* TEXTAUSZUG *
┄┄┄┄┄┄┄┄┄┄┄┄┄┄┄┄┄┄┄┄
Absolut nichts auffälliges zu erkennen.
Im Internet habe ich auch Berichte über einen nicht dokumentierten Jumper J1 entdeckt, aber auch die Überbrückung dessen brachte keinen Erfolg.
Einzig und allein die Grafikkarte konnte ich nicht überprüfen, da kein Ersatz zur Hand.

Hat vielleicht noch jemand eine Idee, wäre sehr schade, da wirklich ein gutes Teil


----------



## MaB-(GER)- (5. Dezember 2011)

Hi, 

denke mal, du hast 2x2GB Ram Module, richtig ? Hast du auch schon mal versucht, jeweils nur ein Ram Modul zu verwenden in den oberen Steckplatz, falls sich der Laptop dann immernoch nicht einschalten lässt das selbe Ram Modul dann in den unteren Ram Steckplatz einzubauen und falls er sich dann immernoch nicht einschalten lässt, das selbe mit dem anderen 2GB Ram Modul zu versuchen ?
┄┄┄┄┄┄┄┄┄┄┄┄┄┄┄┄┄┄┄┄
* AUFGABE A *
Zähle alle Prüfschritte mit den RAM-Modulen auf, die MaB-(GER)- im Textauszug über den Laptop vorschlägt, und zwar in der genannten Reihenfolge.
* AUFGABE B *
Fahre mit dem Textauszug über den Laptop, der sich nicht einschalten lässt, ab seinem letzten Satz fort.

* GESPEICHERTES MATERIAL *
┄┄┄┄┄┄┄┄┄┄┄┄┄┄┄┄┄┄┄┄
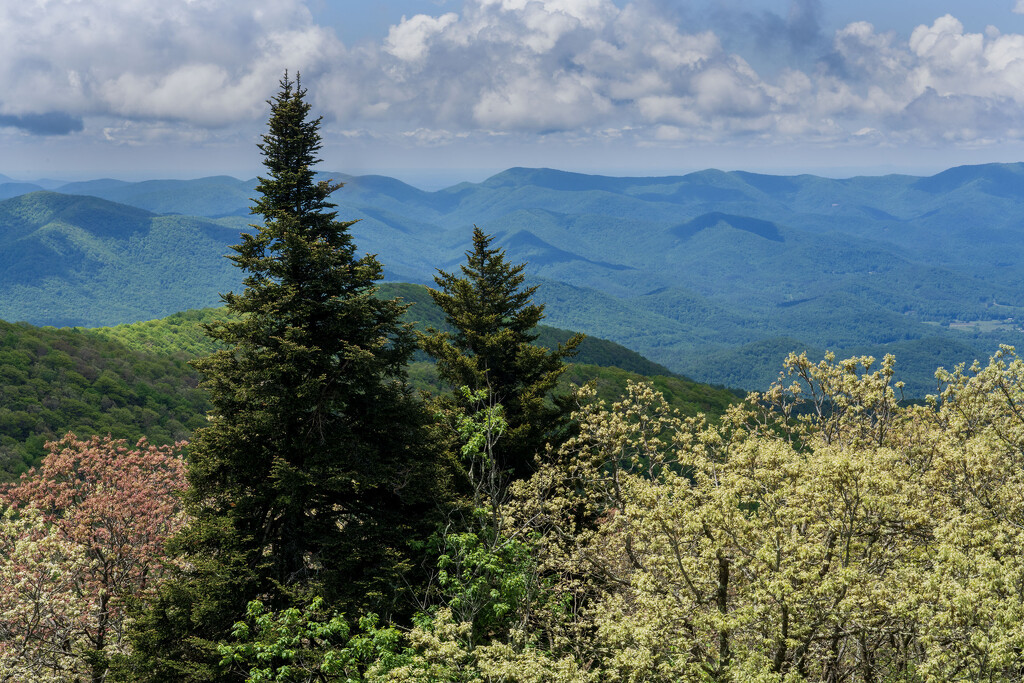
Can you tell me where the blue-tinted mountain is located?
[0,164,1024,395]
┄┄┄┄┄┄┄┄┄┄┄┄┄┄┄┄┄┄┄┄
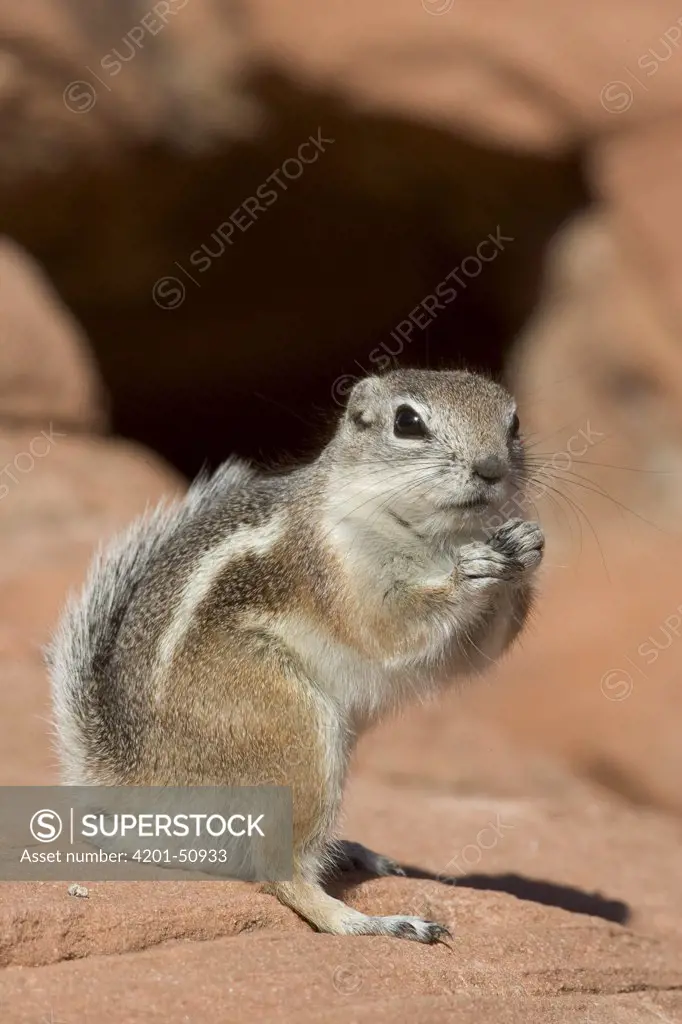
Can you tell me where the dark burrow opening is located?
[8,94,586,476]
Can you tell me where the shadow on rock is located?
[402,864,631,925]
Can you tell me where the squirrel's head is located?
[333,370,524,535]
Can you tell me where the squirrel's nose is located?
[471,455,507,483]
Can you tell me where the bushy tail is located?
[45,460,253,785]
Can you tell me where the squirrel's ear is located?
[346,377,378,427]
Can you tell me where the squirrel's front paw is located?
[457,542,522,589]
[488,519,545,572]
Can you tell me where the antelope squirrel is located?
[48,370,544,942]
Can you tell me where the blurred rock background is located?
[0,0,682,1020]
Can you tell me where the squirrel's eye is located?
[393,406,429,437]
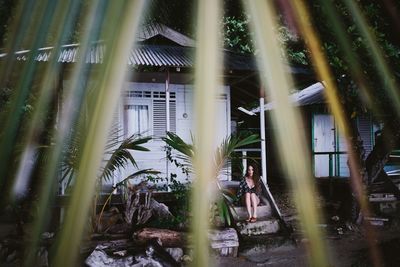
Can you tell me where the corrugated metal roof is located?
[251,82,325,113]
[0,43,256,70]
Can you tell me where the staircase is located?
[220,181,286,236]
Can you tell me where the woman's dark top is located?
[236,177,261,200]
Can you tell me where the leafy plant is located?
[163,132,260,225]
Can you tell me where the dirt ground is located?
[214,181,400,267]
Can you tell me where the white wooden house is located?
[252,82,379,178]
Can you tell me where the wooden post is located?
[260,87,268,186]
┄┄┄┄┄┄┄┄┄┄┄┄┄┄┄┄┄┄┄┄
* RICHTIGE LÖSUNG A *
1. Nur ein RAM-Modul im oberen Steckplatz verwenden.
2. Falls sich der Laptop dann immer noch nicht einschalten lässt, dasselbe Modul in den unteren Steckplatz einbauen.
3. Falls er sich dann immer noch nicht einschalten lässt, dasselbe mit dem anderen 2-GB-Modul versuchen.

* RICHTIGE LÖSUNG B *
MfG

MaB-(GER)-


----------



## solari (5. Dezember 2011)

Hallo MaB,

eben getestet, leider keine Besserung


----------



## MaB-(GER)- (5. Dezember 2011)

hi nochmal,

hmm, schade, hatte bei mir geholfen, der Laptop ging auch nicht an und da war wohl eine Ram Bank defekt, denn die beiden Rams gingen, nur nicht auf dem oberen Ram Slot, aber im unteren.
Waren beide Rams drinn, also einer im oberen und der andere in der unteren Ram Bank, ging der Laptop nicht an.


----------



## solari (5. Dezember 2011)

Danke Dir trotzdem


----------



## MaB-(GER)- (6. Dezember 2011)

Hi !

Und, wie schauts denn inzwischen aus mit dem Laptop ? Hast du ihn wieder hinbekommen ? Funktioniert der Laptop dann ohne Strom also nur mit Akku auch nicht bzw. lässt sich dann auch nicht einschalten ?


----------



## solari (7. Dezember 2011)

Hy,

Danke für Dein Interesse 

Strom, Akku alles ausprobiert, nix.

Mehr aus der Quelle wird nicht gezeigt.